Short task a: In the passage about the demand note, who executed that note?

Supplied text:
>>>>>

The most that could be said for appellant’s case is that Mr. Sturges, the testator, executed a demand note; that this demand note was intended to evidence a mere gratuity; that the note was duly delivered by the maker to the payee, but was not in fact intended to be paid, and was not paid, before the maker’s death. Can the note, therefore, be upheld as a gift inter vivosl The authorities answer this question in the negative. In the case note to Sullivan v. Sullivan, 122 Ky. 707, 92 S. W. 966, 7 L. R. A. (N. S.) 156, 13 Ann. Cas. 163, it is stated:

“The weight of authority at the present time has established as a general rule of law that one cannot make his own promissory note the subject of a gift to such extent that it can be enforced by the donee against the donor in the latter’s lifetime, or against his estate after his death.”

<<<<<

Information supplied:
>>>>>

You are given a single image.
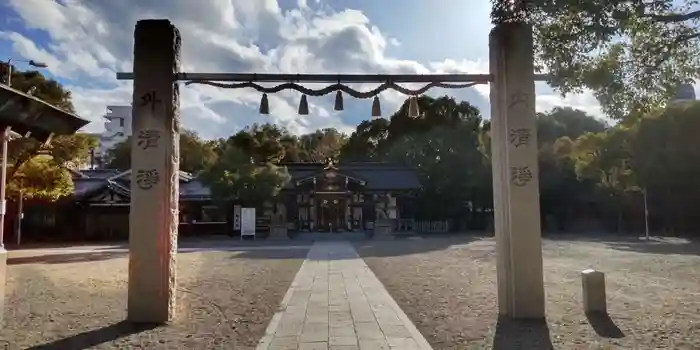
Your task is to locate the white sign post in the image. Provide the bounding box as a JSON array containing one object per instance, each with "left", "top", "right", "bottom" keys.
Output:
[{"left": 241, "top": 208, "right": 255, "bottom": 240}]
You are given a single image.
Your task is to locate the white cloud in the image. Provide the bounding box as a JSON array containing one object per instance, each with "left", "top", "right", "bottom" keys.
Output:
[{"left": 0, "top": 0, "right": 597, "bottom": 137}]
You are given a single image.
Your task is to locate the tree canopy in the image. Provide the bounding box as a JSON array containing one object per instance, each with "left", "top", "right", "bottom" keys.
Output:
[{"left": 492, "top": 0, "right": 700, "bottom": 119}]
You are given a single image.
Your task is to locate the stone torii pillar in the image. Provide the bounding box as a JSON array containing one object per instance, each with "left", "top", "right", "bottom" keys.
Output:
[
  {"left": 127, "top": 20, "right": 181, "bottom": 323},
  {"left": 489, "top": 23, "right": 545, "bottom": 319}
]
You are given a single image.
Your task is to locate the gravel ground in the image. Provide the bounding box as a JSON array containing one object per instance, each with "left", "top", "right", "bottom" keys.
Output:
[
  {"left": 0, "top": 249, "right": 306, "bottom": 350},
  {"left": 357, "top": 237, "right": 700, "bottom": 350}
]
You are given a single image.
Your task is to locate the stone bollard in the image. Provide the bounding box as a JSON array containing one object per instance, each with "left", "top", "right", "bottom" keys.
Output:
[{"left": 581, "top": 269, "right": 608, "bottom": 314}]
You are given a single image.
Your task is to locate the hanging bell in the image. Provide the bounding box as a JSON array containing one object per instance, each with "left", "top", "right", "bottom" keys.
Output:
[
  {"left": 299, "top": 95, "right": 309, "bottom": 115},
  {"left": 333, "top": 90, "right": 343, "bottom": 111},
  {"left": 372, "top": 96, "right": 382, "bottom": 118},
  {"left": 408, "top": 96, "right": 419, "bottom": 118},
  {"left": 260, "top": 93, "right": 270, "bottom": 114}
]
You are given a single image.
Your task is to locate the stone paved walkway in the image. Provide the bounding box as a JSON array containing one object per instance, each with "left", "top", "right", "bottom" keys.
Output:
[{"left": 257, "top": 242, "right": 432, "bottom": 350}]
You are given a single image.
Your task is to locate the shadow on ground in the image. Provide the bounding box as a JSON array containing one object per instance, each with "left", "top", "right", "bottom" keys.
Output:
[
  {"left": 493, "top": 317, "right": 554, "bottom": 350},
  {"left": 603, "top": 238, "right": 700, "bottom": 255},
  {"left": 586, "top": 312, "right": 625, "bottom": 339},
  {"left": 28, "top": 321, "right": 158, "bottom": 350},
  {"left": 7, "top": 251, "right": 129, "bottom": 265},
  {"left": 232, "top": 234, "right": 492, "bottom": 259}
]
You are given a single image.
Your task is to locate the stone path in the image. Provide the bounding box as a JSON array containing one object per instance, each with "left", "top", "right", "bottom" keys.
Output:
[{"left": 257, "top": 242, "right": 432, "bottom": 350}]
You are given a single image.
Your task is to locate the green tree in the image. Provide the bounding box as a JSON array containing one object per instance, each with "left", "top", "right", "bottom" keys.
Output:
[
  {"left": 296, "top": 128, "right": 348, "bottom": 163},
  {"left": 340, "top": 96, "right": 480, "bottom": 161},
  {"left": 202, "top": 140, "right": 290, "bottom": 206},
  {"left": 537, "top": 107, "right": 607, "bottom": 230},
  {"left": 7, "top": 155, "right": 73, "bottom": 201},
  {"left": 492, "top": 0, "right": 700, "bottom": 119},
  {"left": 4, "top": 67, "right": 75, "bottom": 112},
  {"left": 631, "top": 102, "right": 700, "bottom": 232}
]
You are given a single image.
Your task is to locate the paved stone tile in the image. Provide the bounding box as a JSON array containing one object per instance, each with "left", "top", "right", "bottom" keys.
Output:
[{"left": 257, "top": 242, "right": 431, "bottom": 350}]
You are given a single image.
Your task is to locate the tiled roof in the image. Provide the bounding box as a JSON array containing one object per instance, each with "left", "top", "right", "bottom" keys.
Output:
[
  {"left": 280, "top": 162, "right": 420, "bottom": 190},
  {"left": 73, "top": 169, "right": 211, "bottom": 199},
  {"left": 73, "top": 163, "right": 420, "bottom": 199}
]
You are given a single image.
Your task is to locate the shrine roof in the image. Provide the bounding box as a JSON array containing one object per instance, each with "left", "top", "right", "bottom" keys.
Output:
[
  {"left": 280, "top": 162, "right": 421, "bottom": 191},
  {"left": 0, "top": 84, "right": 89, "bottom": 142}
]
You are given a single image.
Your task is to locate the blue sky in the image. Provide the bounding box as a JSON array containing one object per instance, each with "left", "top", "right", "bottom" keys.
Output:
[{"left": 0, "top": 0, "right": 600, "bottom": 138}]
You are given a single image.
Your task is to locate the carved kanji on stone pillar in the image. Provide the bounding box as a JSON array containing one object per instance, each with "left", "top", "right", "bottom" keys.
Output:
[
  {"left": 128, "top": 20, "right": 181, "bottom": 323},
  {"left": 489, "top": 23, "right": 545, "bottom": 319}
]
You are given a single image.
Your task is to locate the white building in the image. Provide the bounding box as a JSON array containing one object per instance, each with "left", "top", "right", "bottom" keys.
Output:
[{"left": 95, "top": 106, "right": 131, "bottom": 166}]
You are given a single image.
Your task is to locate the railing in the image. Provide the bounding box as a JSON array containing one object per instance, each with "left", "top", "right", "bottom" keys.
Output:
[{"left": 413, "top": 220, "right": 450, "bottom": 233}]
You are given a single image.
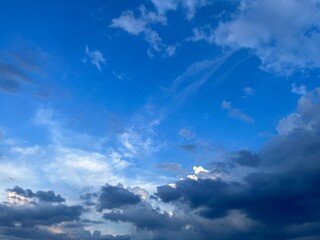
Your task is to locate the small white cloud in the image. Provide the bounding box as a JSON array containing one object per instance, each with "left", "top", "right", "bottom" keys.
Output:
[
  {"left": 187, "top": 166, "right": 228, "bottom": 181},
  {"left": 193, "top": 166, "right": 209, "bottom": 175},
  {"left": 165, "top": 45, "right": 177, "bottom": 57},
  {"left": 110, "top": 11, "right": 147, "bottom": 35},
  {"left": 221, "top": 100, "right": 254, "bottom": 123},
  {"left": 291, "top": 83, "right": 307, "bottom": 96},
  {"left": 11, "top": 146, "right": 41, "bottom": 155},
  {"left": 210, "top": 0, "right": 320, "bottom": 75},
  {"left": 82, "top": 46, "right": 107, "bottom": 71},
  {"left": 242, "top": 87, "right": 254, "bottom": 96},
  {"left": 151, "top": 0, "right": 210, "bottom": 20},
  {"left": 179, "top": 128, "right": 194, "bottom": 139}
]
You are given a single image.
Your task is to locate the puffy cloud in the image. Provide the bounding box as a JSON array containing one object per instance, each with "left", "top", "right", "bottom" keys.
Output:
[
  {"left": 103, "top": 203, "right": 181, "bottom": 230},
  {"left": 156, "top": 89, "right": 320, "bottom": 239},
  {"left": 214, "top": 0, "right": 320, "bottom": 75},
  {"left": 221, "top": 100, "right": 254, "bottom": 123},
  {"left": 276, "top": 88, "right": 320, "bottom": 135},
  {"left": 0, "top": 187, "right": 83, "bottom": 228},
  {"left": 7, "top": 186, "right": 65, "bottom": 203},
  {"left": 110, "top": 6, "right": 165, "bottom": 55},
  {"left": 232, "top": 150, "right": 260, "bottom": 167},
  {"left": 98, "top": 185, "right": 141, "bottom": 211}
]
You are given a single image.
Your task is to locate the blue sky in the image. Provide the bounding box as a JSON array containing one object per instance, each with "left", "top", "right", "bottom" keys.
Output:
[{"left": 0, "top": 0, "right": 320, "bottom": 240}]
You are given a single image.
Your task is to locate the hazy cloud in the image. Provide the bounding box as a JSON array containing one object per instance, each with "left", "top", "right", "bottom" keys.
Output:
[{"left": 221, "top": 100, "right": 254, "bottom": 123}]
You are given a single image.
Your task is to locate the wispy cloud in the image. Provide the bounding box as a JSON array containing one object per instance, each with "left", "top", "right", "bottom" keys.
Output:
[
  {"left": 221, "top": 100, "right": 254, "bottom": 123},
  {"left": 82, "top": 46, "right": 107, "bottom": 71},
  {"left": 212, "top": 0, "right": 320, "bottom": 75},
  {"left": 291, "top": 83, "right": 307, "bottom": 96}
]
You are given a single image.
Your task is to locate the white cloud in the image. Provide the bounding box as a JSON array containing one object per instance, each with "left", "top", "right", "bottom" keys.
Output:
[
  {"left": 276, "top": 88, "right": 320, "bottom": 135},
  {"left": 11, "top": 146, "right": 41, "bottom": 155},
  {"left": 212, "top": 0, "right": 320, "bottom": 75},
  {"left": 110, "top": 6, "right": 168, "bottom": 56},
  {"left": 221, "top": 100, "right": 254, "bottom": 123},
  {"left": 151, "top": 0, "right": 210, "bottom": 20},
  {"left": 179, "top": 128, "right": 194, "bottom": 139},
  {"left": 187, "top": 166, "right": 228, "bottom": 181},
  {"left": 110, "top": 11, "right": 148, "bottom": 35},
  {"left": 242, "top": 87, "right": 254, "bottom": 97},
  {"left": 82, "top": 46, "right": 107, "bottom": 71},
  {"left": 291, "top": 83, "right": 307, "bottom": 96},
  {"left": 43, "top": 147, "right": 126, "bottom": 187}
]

<<<<<

Short task b: Please count the lines of the entries that contain the string "paved", matching case exactly, and give only the number.

Written solution a: Mr. Sturges, the testator.

Written solution b: 2